--- Auszug ---
§ §

Zwischenzeitlich fährt Andy zum Hauptbahnhof, um ein kleines Dankeschön für James zu organisieren. Die Pillen des Kanadiers hatten maßgeblichen Anteil daran, daß Andy mittlerweile seine stimmlichen Qualitäten wieder voll ausspielen kann. Mit einem Teddybär für James' Tochter, die erst wenige Monate alt ist, kehrt er zurück. Er hat damit die perfekte Wahl getroffen, denn James verkündet hocherfreut, daß seine Tochter geradezu vernarrt in Teddybären sei.
Beim Konzert reagiert das Publikum scheinbar eher verhalten, und die kühlen Nordlichter scheinen ihrem Ruf alle Ehre zu machen. Kenner der Hamburger Szene klären uns jedoch auf, daß das Publikum für die örtlichen Verhältnisse geradezu einem brodelnden Vulkan geglichen habe.
Das würde die unmenschliche Hitze erklären, die in den "Docks" herrscht und den anwesenden Sanitätern jede Menge Arbeit beschert. DREAM THEATER lassen es sich jedoch nicht nehmen, als Abschluß des Sets eine selbstgezimmerte Punknummer zu spielen, die von Derek gesungen wird.

§ §

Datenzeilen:
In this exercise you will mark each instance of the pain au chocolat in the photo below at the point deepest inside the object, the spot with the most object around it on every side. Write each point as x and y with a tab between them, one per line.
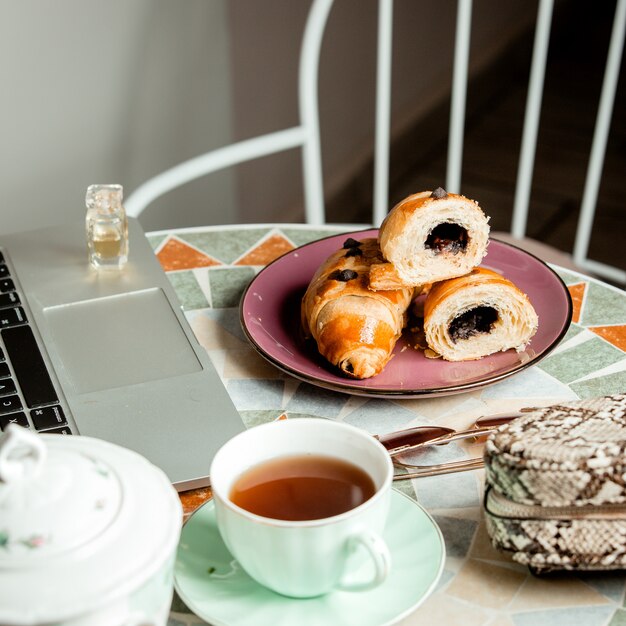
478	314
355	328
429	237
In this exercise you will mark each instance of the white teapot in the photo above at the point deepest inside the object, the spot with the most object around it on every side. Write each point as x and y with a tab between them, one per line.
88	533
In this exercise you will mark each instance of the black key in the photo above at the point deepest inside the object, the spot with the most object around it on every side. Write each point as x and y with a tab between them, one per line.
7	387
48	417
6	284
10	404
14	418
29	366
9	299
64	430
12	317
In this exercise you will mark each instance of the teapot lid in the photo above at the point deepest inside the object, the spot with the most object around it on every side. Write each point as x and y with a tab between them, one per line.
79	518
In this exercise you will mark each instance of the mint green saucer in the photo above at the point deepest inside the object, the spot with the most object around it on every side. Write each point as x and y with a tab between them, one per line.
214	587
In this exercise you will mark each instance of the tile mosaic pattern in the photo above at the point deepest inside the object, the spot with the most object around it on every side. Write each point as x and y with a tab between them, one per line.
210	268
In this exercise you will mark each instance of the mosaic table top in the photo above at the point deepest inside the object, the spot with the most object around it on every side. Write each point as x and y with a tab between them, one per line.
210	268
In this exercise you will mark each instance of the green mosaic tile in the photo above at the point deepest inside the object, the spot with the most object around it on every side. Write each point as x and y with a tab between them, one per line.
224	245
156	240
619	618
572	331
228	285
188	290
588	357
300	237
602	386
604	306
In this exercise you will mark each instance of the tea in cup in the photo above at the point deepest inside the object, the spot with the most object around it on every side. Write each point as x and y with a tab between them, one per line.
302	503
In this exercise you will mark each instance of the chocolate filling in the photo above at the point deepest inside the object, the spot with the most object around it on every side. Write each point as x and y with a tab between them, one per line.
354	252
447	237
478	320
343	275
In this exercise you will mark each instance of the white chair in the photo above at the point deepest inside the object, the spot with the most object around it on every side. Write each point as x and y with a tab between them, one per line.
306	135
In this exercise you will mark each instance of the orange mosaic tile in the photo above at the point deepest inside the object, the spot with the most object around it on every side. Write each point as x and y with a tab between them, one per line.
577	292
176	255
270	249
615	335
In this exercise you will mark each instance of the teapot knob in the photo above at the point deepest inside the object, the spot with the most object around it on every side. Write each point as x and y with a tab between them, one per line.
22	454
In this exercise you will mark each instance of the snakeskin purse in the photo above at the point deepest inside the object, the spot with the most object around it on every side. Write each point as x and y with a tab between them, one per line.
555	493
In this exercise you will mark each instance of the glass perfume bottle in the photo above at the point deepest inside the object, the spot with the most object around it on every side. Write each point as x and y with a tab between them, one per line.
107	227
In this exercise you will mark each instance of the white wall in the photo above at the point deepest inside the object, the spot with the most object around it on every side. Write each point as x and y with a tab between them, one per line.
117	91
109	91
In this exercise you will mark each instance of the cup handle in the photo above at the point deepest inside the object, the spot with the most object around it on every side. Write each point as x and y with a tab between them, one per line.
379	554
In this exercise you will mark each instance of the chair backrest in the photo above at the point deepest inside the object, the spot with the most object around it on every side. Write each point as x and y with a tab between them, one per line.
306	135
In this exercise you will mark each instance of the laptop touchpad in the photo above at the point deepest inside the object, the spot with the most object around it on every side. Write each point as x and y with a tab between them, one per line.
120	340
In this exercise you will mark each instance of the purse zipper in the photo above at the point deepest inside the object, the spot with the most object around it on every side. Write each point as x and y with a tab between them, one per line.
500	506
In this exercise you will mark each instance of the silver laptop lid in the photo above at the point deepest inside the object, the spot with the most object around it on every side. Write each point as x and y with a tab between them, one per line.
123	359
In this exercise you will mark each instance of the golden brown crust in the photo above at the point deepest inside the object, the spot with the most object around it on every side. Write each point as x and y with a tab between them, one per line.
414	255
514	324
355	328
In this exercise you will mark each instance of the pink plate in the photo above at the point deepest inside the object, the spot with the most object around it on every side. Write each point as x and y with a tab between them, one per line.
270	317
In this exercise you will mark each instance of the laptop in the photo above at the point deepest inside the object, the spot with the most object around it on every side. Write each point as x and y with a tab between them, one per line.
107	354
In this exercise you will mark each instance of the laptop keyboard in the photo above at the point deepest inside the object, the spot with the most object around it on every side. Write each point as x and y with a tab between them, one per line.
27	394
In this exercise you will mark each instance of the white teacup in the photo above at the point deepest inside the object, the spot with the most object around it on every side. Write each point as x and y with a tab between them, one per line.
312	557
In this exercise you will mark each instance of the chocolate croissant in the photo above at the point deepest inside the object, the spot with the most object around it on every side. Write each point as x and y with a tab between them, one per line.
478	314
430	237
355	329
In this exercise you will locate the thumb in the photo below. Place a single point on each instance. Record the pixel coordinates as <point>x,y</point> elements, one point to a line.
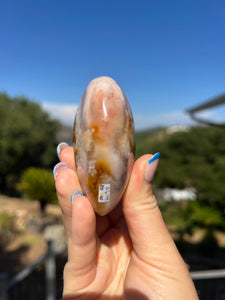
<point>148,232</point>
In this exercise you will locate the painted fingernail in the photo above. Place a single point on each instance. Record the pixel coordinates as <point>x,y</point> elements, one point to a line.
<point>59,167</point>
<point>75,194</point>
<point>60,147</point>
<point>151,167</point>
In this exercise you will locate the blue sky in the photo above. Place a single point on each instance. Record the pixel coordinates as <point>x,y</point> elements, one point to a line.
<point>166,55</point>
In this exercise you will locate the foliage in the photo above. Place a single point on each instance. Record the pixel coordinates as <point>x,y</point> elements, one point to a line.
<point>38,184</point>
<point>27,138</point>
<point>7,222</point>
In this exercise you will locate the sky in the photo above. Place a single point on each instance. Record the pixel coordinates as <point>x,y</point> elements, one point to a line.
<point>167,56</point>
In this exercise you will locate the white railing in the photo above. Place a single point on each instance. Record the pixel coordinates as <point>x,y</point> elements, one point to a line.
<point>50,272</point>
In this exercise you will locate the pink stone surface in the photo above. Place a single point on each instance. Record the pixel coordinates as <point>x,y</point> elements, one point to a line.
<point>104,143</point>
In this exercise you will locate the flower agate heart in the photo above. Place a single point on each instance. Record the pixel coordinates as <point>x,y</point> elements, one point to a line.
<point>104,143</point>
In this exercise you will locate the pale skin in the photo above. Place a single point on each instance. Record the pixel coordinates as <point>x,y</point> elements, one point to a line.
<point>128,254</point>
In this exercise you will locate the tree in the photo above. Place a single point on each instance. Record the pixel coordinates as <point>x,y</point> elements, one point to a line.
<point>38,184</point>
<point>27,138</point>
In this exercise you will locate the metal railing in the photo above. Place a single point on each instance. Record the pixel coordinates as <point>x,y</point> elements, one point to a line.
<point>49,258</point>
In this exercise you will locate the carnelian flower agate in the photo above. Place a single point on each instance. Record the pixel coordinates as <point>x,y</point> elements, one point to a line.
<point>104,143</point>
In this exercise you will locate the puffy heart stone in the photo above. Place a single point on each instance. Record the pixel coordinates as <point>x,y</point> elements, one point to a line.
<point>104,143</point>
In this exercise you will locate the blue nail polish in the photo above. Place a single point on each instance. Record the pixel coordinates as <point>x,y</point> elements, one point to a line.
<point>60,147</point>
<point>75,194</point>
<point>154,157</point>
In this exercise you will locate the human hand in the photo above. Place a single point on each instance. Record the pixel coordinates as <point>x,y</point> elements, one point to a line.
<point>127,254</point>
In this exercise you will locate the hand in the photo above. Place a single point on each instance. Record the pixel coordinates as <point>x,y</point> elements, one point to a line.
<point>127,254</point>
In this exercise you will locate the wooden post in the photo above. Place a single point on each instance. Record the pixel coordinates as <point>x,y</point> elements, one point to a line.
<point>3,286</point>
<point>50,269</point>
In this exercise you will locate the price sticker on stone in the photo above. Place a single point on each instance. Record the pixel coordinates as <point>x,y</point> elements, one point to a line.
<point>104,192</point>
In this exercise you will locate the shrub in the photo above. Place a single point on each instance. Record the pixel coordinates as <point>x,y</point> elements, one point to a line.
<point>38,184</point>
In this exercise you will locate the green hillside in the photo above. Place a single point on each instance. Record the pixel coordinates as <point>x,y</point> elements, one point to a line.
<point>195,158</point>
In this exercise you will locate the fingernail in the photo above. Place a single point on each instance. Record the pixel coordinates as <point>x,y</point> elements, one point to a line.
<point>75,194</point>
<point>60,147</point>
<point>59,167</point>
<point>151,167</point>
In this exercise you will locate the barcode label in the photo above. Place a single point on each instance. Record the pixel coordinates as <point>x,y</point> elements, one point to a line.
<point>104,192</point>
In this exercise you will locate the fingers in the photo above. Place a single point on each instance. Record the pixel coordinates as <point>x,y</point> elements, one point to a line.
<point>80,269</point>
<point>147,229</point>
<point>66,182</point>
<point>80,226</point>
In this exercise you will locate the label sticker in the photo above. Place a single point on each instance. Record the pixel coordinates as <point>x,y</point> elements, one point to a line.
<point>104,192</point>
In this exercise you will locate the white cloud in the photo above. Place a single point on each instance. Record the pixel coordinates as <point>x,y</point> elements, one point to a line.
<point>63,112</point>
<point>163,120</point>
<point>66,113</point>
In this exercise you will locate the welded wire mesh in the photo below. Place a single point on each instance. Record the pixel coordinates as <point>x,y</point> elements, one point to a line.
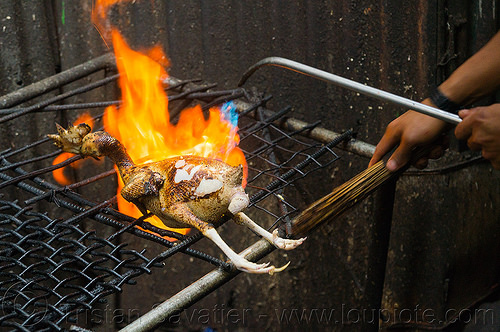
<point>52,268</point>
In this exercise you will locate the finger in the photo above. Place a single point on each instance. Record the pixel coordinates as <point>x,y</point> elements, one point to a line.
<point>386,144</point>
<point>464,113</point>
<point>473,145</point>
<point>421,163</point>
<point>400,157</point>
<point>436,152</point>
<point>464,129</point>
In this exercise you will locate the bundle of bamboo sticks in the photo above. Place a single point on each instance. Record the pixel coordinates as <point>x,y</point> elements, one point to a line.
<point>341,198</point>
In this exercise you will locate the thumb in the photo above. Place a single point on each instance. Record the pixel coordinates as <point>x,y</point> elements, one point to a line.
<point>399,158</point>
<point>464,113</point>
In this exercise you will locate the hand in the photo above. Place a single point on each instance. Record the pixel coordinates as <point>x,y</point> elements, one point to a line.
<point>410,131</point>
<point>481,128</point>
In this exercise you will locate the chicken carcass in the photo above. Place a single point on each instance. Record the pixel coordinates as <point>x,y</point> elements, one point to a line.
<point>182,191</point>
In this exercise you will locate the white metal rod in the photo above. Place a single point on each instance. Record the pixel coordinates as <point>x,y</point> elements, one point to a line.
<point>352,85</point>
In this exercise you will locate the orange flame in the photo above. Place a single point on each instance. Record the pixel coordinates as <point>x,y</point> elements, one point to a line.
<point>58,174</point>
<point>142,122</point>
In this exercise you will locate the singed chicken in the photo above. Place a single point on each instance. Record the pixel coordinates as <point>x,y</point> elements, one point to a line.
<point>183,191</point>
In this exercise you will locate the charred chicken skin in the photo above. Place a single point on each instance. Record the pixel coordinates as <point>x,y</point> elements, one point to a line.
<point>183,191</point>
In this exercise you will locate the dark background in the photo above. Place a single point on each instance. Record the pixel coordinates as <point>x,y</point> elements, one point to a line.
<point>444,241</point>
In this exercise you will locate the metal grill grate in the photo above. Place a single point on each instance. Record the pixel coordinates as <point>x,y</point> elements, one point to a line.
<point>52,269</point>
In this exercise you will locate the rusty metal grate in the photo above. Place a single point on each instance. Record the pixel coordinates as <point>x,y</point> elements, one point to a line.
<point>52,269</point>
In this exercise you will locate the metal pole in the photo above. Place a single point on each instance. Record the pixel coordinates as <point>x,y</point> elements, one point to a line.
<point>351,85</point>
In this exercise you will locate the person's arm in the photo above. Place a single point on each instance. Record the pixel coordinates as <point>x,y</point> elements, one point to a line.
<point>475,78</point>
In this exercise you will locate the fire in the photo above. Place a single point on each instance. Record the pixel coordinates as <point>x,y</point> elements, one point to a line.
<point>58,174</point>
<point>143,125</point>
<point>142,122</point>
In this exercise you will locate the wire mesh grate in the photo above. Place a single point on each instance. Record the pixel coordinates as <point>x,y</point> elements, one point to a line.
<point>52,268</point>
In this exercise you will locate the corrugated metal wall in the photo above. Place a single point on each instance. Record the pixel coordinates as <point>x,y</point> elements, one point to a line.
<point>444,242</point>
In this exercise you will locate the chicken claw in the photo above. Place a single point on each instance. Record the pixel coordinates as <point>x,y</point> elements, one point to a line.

§ §

--- Ziele ---
a - Bitte gib den Auszug wörtlich wieder, beginnend mit „Beim Konzert reagiert“ und weiter bis einschließlich „Vulkan geglichen habe.“.
b - Nenne alle Personen, die im Auszug mit ihrem Vornamen vorkommen.

--- Lösungen ---
a -
Beim Konzert reagiert das Publikum scheinbar eher verhalten, und die kühlen Nordlichter scheinen ihrem Ruf alle Ehre zu machen. Kenner der Hamburger Szene klären uns jedoch auf, daß das Publikum für die örtlichen Verhältnisse geradezu einem brodelnden Vulkan geglichen habe.

b - Andy, James, Derek